[基于照片的点标注数据]

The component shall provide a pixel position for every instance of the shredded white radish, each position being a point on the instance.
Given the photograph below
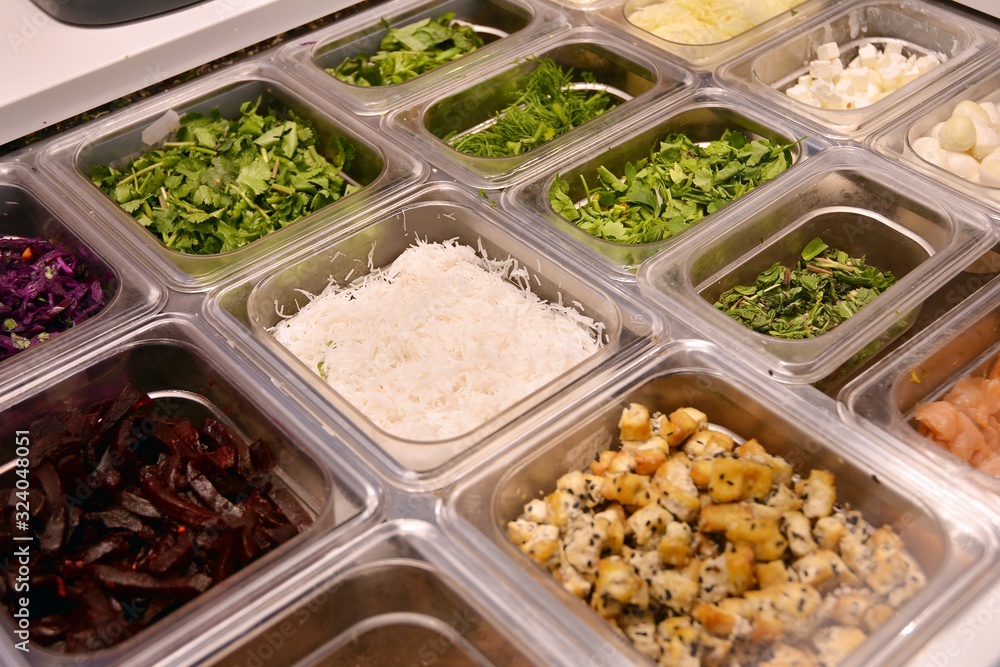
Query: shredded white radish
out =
(438, 342)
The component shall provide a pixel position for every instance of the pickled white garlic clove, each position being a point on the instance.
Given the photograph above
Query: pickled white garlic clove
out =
(991, 111)
(957, 134)
(989, 173)
(987, 140)
(930, 149)
(963, 165)
(971, 110)
(995, 155)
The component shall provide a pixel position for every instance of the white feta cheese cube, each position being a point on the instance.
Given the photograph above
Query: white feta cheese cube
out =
(890, 77)
(859, 78)
(868, 55)
(909, 75)
(828, 51)
(820, 69)
(897, 59)
(927, 63)
(800, 93)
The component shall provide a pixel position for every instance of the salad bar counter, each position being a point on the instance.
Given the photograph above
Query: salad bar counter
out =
(519, 332)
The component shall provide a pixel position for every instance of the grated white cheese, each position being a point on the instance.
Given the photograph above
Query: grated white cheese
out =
(438, 342)
(706, 21)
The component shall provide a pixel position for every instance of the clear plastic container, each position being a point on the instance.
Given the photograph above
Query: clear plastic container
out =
(30, 206)
(952, 545)
(703, 117)
(857, 203)
(502, 24)
(627, 74)
(381, 170)
(709, 56)
(920, 29)
(191, 375)
(401, 595)
(963, 344)
(440, 212)
(896, 141)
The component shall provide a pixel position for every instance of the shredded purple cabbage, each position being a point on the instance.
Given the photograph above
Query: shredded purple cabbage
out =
(44, 290)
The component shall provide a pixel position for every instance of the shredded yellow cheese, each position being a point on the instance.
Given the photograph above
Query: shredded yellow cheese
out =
(706, 21)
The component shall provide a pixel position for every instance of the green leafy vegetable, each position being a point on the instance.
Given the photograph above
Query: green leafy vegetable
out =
(825, 288)
(548, 106)
(409, 51)
(221, 184)
(679, 184)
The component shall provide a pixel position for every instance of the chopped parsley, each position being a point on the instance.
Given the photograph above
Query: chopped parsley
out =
(678, 185)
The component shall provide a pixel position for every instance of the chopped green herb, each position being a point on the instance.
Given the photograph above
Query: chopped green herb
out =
(221, 184)
(825, 288)
(409, 51)
(548, 106)
(679, 184)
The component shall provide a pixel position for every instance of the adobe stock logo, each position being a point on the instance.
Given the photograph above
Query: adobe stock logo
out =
(29, 27)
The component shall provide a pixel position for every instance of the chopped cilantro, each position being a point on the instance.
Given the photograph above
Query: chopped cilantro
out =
(220, 184)
(409, 51)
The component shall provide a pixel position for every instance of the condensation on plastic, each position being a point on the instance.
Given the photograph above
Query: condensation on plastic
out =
(921, 29)
(883, 400)
(954, 546)
(401, 594)
(440, 212)
(899, 222)
(644, 76)
(896, 141)
(382, 170)
(705, 116)
(180, 356)
(310, 56)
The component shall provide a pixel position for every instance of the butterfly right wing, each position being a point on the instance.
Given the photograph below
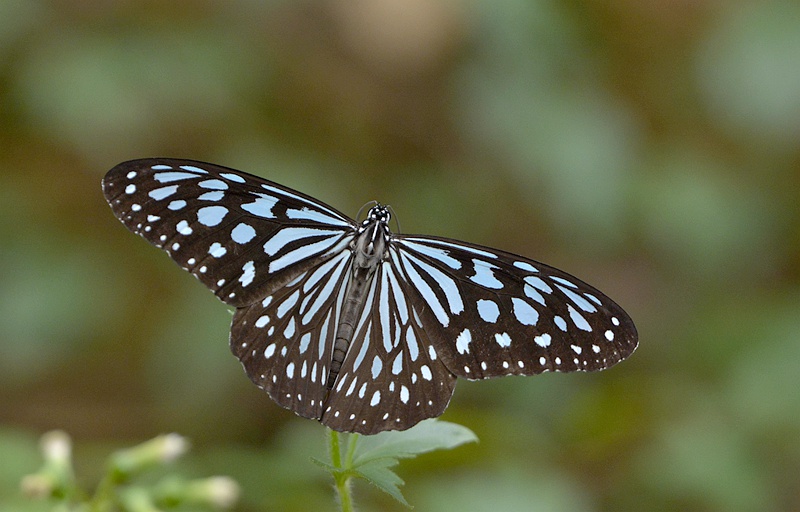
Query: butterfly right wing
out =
(242, 236)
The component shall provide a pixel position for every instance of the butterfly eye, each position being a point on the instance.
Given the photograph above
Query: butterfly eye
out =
(350, 325)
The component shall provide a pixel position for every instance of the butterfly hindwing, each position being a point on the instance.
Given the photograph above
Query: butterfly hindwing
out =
(285, 341)
(392, 377)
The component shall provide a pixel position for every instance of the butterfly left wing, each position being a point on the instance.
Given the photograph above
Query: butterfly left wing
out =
(492, 313)
(242, 236)
(392, 377)
(285, 341)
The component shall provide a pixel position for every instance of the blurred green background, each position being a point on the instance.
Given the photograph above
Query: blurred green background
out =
(650, 147)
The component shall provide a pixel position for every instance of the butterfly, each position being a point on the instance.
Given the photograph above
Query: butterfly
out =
(348, 323)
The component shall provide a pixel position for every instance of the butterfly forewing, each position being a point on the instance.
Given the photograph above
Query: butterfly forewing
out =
(242, 236)
(428, 309)
(493, 313)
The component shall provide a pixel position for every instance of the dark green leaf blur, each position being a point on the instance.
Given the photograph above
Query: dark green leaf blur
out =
(651, 148)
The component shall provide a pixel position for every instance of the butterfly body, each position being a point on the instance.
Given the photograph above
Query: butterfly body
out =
(348, 323)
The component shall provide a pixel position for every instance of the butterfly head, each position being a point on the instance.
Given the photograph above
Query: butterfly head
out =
(373, 237)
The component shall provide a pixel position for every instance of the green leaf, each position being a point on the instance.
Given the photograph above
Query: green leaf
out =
(378, 473)
(427, 436)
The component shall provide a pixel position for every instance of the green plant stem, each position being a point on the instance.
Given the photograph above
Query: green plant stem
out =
(342, 473)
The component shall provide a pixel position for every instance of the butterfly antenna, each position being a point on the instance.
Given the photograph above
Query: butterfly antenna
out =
(395, 218)
(370, 204)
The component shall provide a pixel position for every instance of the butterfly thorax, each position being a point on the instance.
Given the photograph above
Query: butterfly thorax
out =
(370, 248)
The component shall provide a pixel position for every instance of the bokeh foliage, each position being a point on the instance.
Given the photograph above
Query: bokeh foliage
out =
(651, 148)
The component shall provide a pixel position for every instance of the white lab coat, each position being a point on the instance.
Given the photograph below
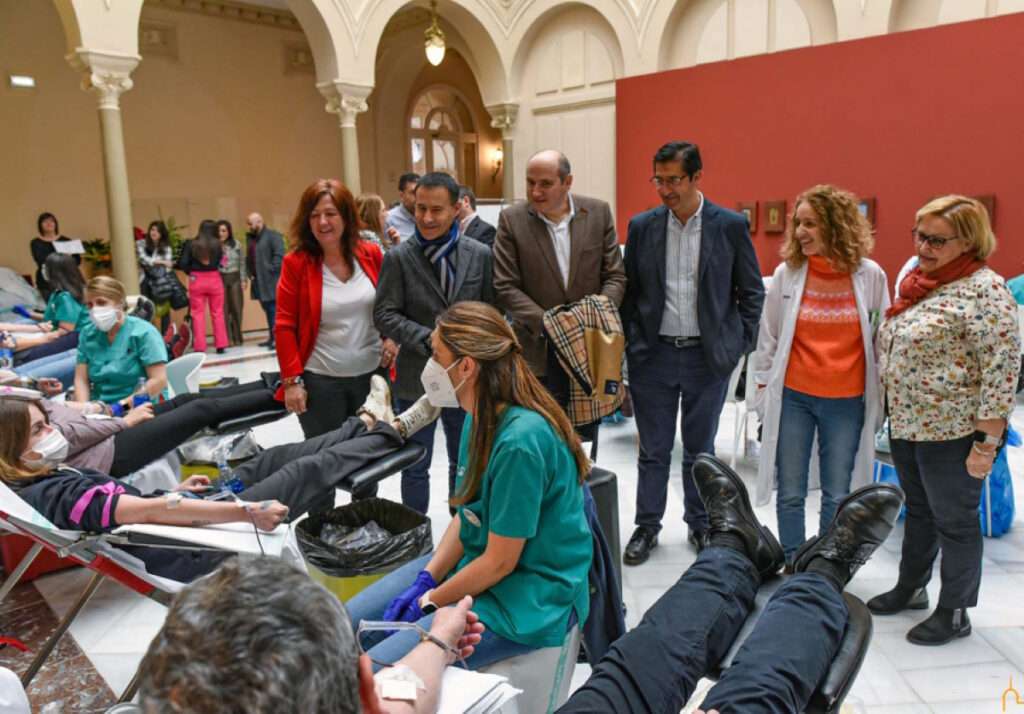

» **任务目标**: 报告上面数据中所有含有字符串“container”的行。

» **回答**:
The component shall provide a pixel position for every instance of the clear plastic container, each position being a point on the instance.
Query: clear plastic container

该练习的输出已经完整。